» Exercise description
Each entry below is to be copied verbatim, with no line missing.

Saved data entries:
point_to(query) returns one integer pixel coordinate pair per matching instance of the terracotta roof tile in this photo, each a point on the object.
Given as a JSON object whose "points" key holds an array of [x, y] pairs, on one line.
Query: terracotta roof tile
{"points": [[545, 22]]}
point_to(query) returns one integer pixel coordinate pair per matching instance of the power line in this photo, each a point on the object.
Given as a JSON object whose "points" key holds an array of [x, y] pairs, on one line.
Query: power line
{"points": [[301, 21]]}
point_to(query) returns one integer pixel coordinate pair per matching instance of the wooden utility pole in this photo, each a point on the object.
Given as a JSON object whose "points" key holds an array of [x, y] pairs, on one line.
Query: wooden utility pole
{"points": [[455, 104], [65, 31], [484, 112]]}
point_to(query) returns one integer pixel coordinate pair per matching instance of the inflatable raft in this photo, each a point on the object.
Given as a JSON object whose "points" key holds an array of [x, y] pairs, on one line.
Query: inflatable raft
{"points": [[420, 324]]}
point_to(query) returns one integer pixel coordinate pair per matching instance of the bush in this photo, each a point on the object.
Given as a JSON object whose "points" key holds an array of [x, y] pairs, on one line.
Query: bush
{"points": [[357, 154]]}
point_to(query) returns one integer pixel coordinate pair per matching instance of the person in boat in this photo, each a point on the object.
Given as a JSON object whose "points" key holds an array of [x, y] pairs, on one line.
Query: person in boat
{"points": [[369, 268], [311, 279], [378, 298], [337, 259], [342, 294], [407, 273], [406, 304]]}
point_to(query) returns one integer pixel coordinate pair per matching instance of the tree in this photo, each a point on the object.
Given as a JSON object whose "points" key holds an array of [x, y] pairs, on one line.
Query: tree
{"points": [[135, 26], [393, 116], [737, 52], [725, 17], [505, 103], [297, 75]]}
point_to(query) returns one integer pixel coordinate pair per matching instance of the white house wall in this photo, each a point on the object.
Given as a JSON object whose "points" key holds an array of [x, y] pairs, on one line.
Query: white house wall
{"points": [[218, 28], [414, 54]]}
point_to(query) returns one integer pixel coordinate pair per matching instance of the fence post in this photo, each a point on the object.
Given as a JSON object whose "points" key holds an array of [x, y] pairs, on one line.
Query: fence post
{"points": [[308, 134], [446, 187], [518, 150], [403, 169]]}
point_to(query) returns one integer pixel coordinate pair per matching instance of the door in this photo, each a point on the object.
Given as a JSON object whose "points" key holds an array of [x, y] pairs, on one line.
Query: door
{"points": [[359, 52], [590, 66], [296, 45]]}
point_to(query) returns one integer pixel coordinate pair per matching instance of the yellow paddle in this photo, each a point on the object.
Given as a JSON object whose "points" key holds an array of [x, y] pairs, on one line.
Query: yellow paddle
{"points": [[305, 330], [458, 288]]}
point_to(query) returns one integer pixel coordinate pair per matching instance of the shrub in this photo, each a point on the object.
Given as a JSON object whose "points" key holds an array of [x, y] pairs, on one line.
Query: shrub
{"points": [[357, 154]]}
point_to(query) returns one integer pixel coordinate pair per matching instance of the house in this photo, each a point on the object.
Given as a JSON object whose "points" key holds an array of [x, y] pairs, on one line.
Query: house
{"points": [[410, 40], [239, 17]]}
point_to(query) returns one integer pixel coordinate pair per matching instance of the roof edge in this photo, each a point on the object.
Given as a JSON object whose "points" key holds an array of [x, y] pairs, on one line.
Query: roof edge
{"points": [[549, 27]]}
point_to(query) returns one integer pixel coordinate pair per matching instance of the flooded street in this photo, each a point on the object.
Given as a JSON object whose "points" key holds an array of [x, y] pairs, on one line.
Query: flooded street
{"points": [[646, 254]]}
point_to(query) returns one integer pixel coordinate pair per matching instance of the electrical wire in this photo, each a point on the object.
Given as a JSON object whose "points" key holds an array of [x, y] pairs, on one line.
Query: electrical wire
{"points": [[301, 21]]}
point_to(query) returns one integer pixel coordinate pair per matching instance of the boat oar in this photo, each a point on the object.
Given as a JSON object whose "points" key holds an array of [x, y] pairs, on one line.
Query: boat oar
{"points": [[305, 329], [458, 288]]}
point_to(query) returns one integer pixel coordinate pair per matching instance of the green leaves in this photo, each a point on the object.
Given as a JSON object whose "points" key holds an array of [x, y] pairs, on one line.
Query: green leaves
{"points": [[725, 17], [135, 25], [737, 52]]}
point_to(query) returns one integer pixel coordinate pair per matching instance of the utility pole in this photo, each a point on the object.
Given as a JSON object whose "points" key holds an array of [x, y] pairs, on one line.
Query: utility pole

» Your solution
point_to(query) returns one integer pixel coordinate pair per matching instance of the terracotta roof tile in this photo, each a point on the object.
Given as a JSON object whose "points" key holds an array of [x, y] pairs, on one line.
Query: terracotta roof tile
{"points": [[545, 22]]}
point_to(query) returns one integer pixel coordinate pair per matching instance of the power line in this photo, each a point on the object.
Given as a JSON object whose "points" key holds an array of [x, y] pairs, on one line.
Query: power line
{"points": [[301, 21]]}
point_to(query) returns one integer pixel coordinate pair per matching instance of the wooden utility pole in this photo, each a point on the object.
Given as a JSON object whose "points" key holds an array of [x, y] pairs, on one line.
Query: wooden utility pole
{"points": [[455, 104], [65, 31], [484, 112]]}
point_to(query) returns one integer pixel coordinate pair per matching instance of the inflatable raft in this photo, each a point on the object.
Given as a JSON object whose "points" key holds an array of [x, y] pairs, on one line.
Query: inflatable raft
{"points": [[420, 324]]}
point_to(query) returns one integer pixel coordinate pair per matching instance of the bush in this photo, each a point on the object.
Given as a JSON object whose "points" key holds an array of [x, y] pairs, on one line.
Query: bush
{"points": [[357, 154]]}
point_to(query) returns one integer pixel coordinate pair per matching instance of the person in boat in this photo, each a point on the object.
Given as a JSON object whose "points" key holds an array of [x, y] pairs, on one line.
Query: person in boat
{"points": [[369, 268], [311, 279], [378, 298], [337, 259], [342, 294], [407, 273], [406, 304]]}
point_to(query) returns one integer pixel coordinate pair per matching instance of the tree in this photo, each a point on the object.
Given as a JSON object whose "points" key holds an array of [x, y] pairs, on one line.
Query: tree
{"points": [[135, 26], [393, 116], [737, 52], [725, 17], [505, 103], [297, 75]]}
point_to(query) returns one integer pixel coordinate pair per matching instance of the white house wall in this photo, each a point on the object.
Given as a JSON object whose "points" key holds an array of [x, y] pairs, on one line.
Query: white house wall
{"points": [[218, 28], [414, 54]]}
point_to(query) returns one integer pixel coordinate pair per matching instance of the fence post in this photo, each a point on the object.
Given as a JSON object whose "points" key holds an array of [x, y] pairs, on one line.
Query: fence post
{"points": [[308, 134], [446, 187], [518, 150], [403, 169]]}
point_to(query) returns one integer pixel coordinate pair per matching instance of the door in this photo, each a point on the object.
Given as a JSON object whose "points" key holds an array of [x, y] pairs, on one line.
Query: door
{"points": [[359, 52], [590, 66], [296, 45]]}
point_to(query) returns one integer pixel coordinate pair per matching instance of the yellow paddle in this photo, each a point on the object.
Given as a JSON object whose "points" key holds an array of [x, y] pairs, on one line.
Query: yellow paddle
{"points": [[305, 330], [458, 288]]}
point_to(query) returns one integer pixel coordinate pair per matching instance of the shrub in this photo, each a point on the object.
Given as a JSON object whose "points" key holds an array of [x, y] pairs, on one line.
Query: shrub
{"points": [[357, 154]]}
point_to(query) returns one integer pixel coordinate pair per matching instance of the house in this photo, each a point on the object.
Given as a JSON object whose "points" key holds an array of [x, y] pairs, on one line.
Query: house
{"points": [[410, 40], [239, 17]]}
point_to(query) returns one integer pixel coordinate pair per matching instance of the roof edge in this photo, each a point on the object.
Given as a JSON object whose "points" key holds an array of [x, y] pairs, on one line.
Query: roof edge
{"points": [[549, 27]]}
point_to(query) returns one integer pixel coordinate pair per matching instance of the flooded street in this photo, each a point on the object.
Given as a JSON object whose "points" key holds an array of [x, y] pairs, on one line.
Query: flooded street
{"points": [[646, 254]]}
point_to(query) returns one integer pixel coordinate pair per matching instance of the electrical wire in this photo, each a point on the object.
Given as a JSON object whose "points" key holds an array of [x, y] pairs, on one line.
Query: electrical wire
{"points": [[301, 21]]}
point_to(query) returns one integer pixel coordinate pair per matching instance of the boat oar in this photo, each a point on the object.
Given as a JSON object whose "points" key holds an array of [x, y] pairs, on one line.
Query: boat oar
{"points": [[305, 329], [458, 288]]}
point_to(query) returns one integer pixel coordinate pair per matching instance of the green leaves in this photo, each a point on the object.
Given as a JSON object whose "points" key holds an array of [x, y] pairs, on one line.
Query: green leaves
{"points": [[725, 17], [135, 25], [737, 52]]}
point_to(query) returns one integer pixel coordinate pair per matching instance of the utility pole in this photo, each a point on the object.
Given as a JSON object whose "points" key holds an array of [x, y] pairs, on one line.
Query: utility pole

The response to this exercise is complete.